**THE PROBLEM:** Carry on the court opinion about the carman's FELA injury claim, picking up right after its final sentence.

**DOCUMENT EXCERPT:**
################

RICHARDSON, J.
Plaintiff sought to recover under the Federal Employers’ Liability Act (FELA) for injuries he sustained while working as a car inspector, or carman, on one of defendant’s trains. Plaintiff was injured when a car released by one of defendant’s switchmen from the main track in defendant’s trainyard passed onto a side track, Track No. 3, and collided with a string of cars that plaintiff was inspecting. The accident occurred because the switch controlling Track No. 3 was open, or lined toward Track No. 3, rather than closed.
The task of properly lining up switches is assigned to switchmen. Company rules do not require a carman to check or properly line the switches. Nevertheless, it was a customary practice for carmen, including plaintiff, to do so for their own safety before they began to inspect, test, and repair the cars.
At the trial before a jury, plaintiff testified that he checked to see that the switch for Track No. 3 was closed before walking a short distance up the track to place the blue flag and light which signals that work is being performed on the track. Although there was no dispute at trial concerning whether plaintiff "blue-flagged” Track No. 3 as required by defendant’s Operating Rule 26,
the assistant trainmaster testified
that after the accident, plaintiff stated that he had not checked or lined the switch because that was not part of his job. During trial, the court denied defendant’s switchman the opportunity to testify that he assumed plaintiff would check and line the switch on the night in question. The court also denied defendant’s motion for an order excluding evidence of the company’s investigation of the accident and the disciplinary action which followed. Witnesses testified that two switch-men received disciplinary sanctions for violating Rule 26, while plaintiff received none. Upon plaintiff’s motion at the conclusion of the presentation of evidence, the court entered a directed verdict for plaintiff, withdrew the issue of plaintiff’s contributory negligence from the jury and limited the jury’s deliberations to the extent of damages suffered by plaintiff. The jury awarded plaintiff $65,000 and defendant appeals.

################

(Dataset entries)
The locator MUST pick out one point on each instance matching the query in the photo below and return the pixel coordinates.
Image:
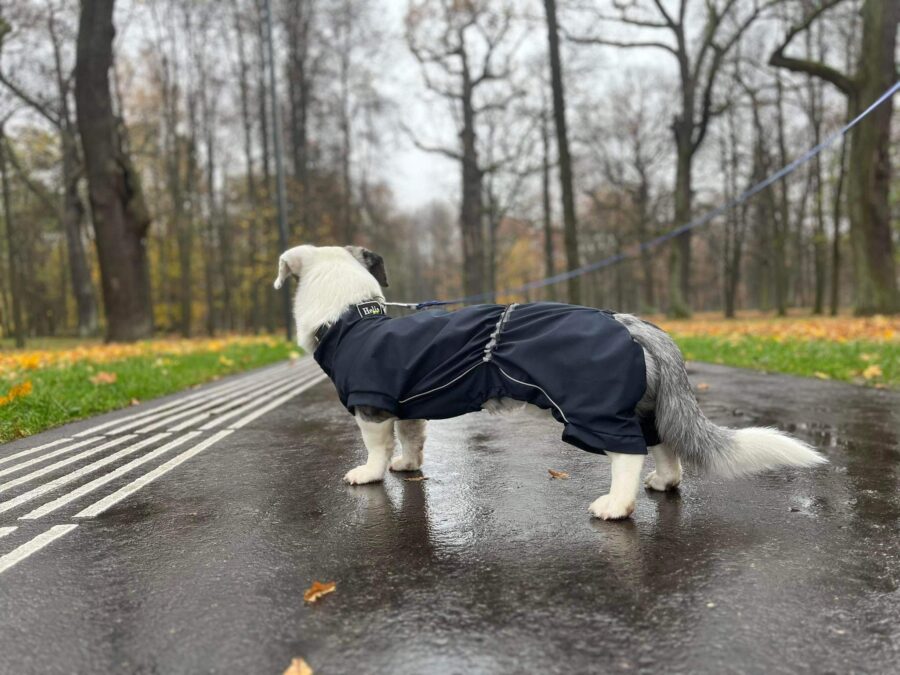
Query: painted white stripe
(204, 394)
(49, 507)
(268, 396)
(31, 451)
(41, 490)
(49, 455)
(65, 462)
(215, 405)
(99, 507)
(274, 404)
(33, 546)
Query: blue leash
(668, 236)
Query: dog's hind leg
(412, 444)
(379, 439)
(667, 472)
(626, 480)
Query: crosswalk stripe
(99, 507)
(32, 546)
(79, 492)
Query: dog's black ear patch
(371, 308)
(372, 262)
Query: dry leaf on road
(104, 377)
(318, 589)
(298, 667)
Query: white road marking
(65, 462)
(41, 490)
(99, 507)
(213, 406)
(218, 421)
(49, 507)
(49, 455)
(19, 554)
(206, 393)
(31, 451)
(274, 404)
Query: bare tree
(457, 44)
(869, 182)
(120, 216)
(53, 104)
(570, 223)
(699, 66)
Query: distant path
(190, 552)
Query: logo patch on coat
(372, 308)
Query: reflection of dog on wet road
(617, 384)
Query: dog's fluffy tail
(699, 443)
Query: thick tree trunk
(117, 204)
(869, 183)
(570, 224)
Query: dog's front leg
(626, 480)
(379, 439)
(412, 443)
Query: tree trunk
(570, 224)
(549, 264)
(72, 217)
(869, 183)
(15, 279)
(120, 216)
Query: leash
(636, 249)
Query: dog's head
(294, 261)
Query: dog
(617, 383)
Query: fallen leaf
(298, 667)
(872, 372)
(318, 589)
(103, 377)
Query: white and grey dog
(332, 279)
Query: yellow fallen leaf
(318, 589)
(15, 392)
(872, 372)
(103, 377)
(298, 667)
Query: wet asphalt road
(489, 566)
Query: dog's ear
(288, 264)
(371, 261)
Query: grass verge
(41, 390)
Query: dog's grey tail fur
(699, 443)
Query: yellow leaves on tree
(298, 667)
(17, 391)
(103, 377)
(318, 589)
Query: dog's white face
(329, 279)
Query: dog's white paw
(608, 509)
(402, 463)
(362, 475)
(654, 481)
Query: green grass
(64, 394)
(810, 358)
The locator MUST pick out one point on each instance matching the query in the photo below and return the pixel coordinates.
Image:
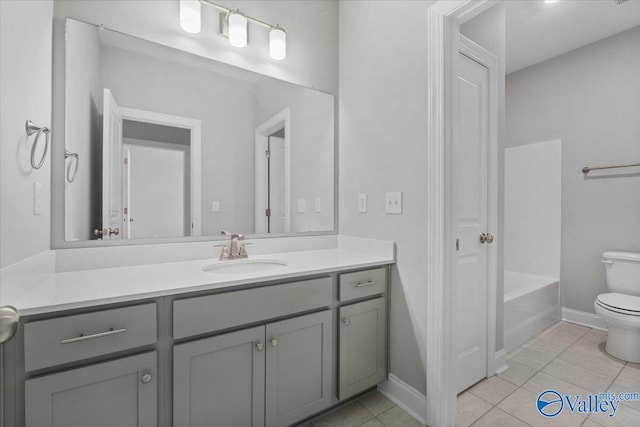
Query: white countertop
(85, 288)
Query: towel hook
(31, 128)
(74, 156)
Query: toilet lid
(620, 303)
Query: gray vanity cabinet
(121, 393)
(298, 365)
(363, 354)
(219, 381)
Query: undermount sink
(244, 266)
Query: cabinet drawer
(71, 338)
(362, 284)
(200, 315)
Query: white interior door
(112, 162)
(471, 136)
(156, 191)
(276, 185)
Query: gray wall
(589, 98)
(25, 93)
(488, 30)
(383, 133)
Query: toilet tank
(622, 272)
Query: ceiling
(536, 31)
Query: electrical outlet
(393, 203)
(302, 206)
(37, 198)
(362, 202)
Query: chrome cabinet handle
(365, 283)
(92, 336)
(9, 321)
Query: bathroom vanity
(244, 349)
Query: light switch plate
(362, 202)
(302, 206)
(37, 198)
(393, 203)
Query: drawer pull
(366, 283)
(92, 336)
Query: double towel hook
(75, 160)
(31, 128)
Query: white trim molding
(406, 397)
(444, 18)
(583, 318)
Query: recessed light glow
(278, 43)
(190, 16)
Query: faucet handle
(224, 255)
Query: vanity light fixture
(190, 16)
(234, 25)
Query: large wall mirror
(161, 143)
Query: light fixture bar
(227, 10)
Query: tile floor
(370, 410)
(566, 357)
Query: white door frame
(444, 19)
(195, 133)
(262, 132)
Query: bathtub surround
(589, 98)
(25, 94)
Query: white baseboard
(500, 362)
(583, 318)
(408, 398)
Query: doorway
(272, 174)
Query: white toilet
(620, 309)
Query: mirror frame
(58, 164)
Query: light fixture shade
(278, 43)
(190, 17)
(237, 29)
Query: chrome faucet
(235, 250)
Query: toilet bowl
(620, 309)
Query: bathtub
(531, 305)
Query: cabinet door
(363, 356)
(298, 378)
(219, 381)
(119, 393)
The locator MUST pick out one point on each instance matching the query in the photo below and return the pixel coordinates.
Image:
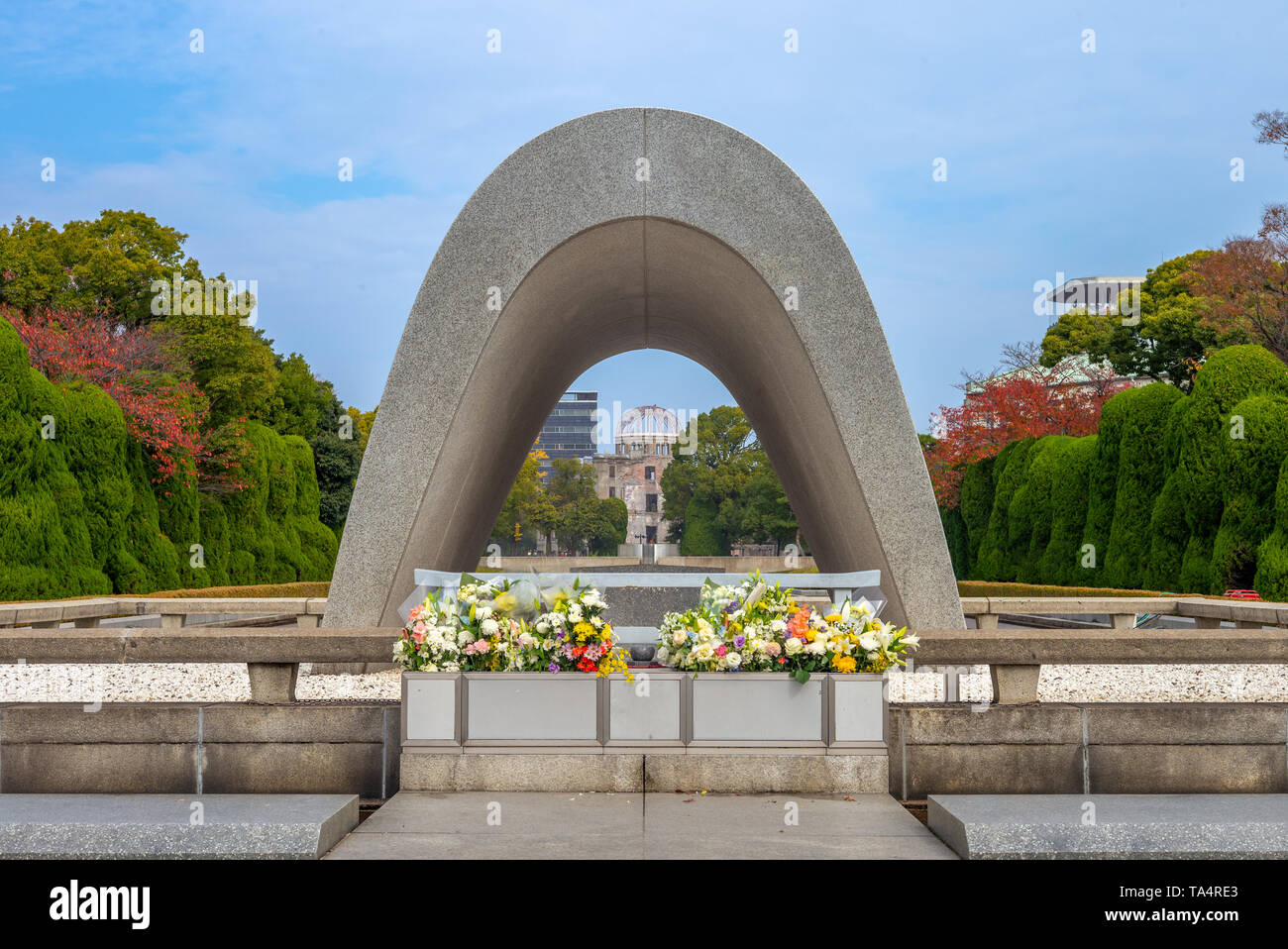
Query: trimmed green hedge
(1173, 492)
(700, 536)
(80, 515)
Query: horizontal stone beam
(1099, 647)
(196, 644)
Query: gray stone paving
(635, 825)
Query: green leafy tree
(104, 265)
(729, 476)
(1167, 342)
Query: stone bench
(1016, 657)
(174, 612)
(76, 827)
(271, 656)
(1122, 610)
(1006, 827)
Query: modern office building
(570, 432)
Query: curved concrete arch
(627, 230)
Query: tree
(362, 423)
(725, 490)
(527, 507)
(1167, 340)
(140, 369)
(232, 364)
(1025, 400)
(1247, 284)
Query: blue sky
(1057, 159)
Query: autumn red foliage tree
(1024, 399)
(138, 368)
(1247, 278)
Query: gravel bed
(207, 682)
(228, 683)
(1189, 683)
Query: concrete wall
(934, 748)
(557, 564)
(742, 564)
(1100, 748)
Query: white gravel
(174, 683)
(1190, 683)
(227, 683)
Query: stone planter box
(662, 708)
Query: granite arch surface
(626, 230)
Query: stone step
(300, 827)
(982, 827)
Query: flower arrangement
(572, 634)
(496, 627)
(761, 628)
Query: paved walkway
(417, 824)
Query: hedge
(1140, 479)
(80, 515)
(700, 536)
(1173, 492)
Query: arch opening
(638, 283)
(591, 262)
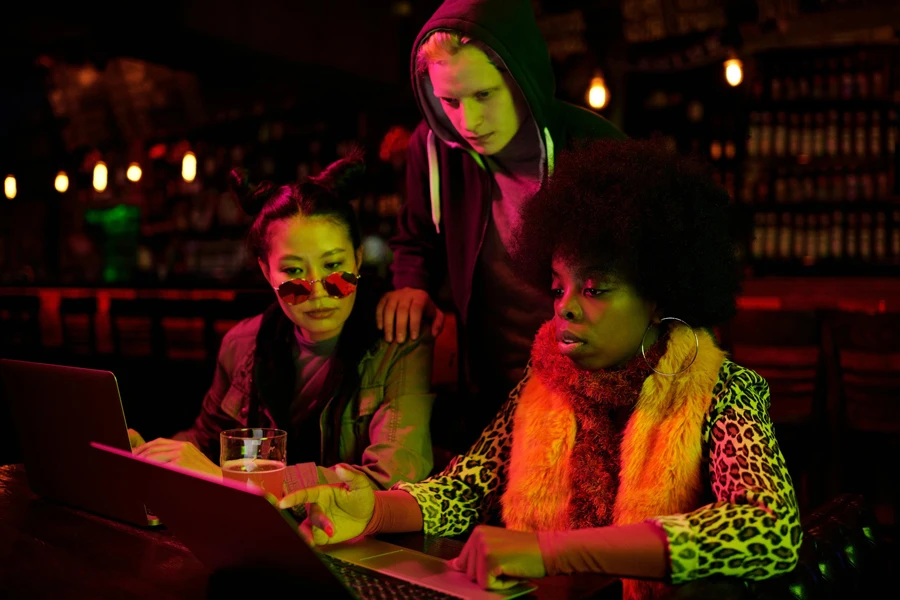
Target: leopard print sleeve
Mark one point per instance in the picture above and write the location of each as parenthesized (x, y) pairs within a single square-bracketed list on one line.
[(753, 528), (467, 492)]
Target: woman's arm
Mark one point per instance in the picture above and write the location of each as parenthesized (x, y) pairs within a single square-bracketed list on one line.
[(400, 431), (460, 497), (213, 419), (751, 531)]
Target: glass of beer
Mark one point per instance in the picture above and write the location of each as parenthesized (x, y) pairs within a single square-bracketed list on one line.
[(256, 456)]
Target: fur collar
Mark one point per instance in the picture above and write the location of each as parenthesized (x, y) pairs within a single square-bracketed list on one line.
[(657, 460)]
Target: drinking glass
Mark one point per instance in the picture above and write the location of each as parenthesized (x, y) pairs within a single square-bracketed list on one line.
[(256, 456)]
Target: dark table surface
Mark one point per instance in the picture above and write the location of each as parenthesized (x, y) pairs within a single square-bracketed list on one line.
[(52, 551)]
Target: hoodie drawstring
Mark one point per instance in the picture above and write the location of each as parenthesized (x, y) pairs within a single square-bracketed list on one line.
[(434, 172)]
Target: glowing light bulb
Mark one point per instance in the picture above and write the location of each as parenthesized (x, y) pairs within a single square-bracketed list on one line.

################

**RESPONSE TO THE EXERCISE:**
Defendant first contends that the trial court erred in refusing to submit the question of plaintiff’s contributory negligence to the jury. Under 45 USC § 53 (1970), contributory negligence does not bar an injured worker’s recovery but may diminish the award in proportion to the fault attributable to the plaintiff.
See Tiller v. Atlantic Coast Line R. Co.,
318 US 54, 65, 63 S Ct 444, 87 L Ed 610, 143 ALR 967 (1943);
Page v St. Louis Southwestern Railway Co.,
349 F2d 820, 824 (5th Cir 1965),
cited with approval in Caplinger v. N. P. Terminal of Oregon,
244 Or 289, 292-93, 418 P2d 34 (1966). An employe is contributorily negligent whenever he fails to act with ordinary prudence to protect his own. safety.
Schlemmer v. Buffalo &c. Ry. Co.,
220 US 590, 596, 31 S Ct 561, 55 L Ed 596 (1911);
Murray v. New York, New Haven & Hartford R. Co.,
255 F2d 42, 44 (2nd Cir 1958);
White v. St. Louis San Francisco Ry. Co.,
539 SW 2d 565, 570 (Mo App 1976). We do not agree that plaintiffs compliance with the railroad’s operating rules establishes as a matter of law that he was free from negligence.
Atchison, T. & S. F. Ry. Co. v. Ballard,
108 F2d 768, 771 (5th Cir),
cert den,
310 US 646 (1940);
Frabutt v. New York, C. & St. L. R. Co.,
88 F Supp 821, 827 (WD Penn 1950). Company regulations formulated to promote employe safety are considered competent evidence of the employer’s belief as to the proper standard of care to be exercised by workers. 2 J. Wigmore, Evidence 132, § 282 (3rd ed 1940). It was proper for the jury to consider whether plaintiff failed to observe the company’s safety rules in deciding whether he was negligent.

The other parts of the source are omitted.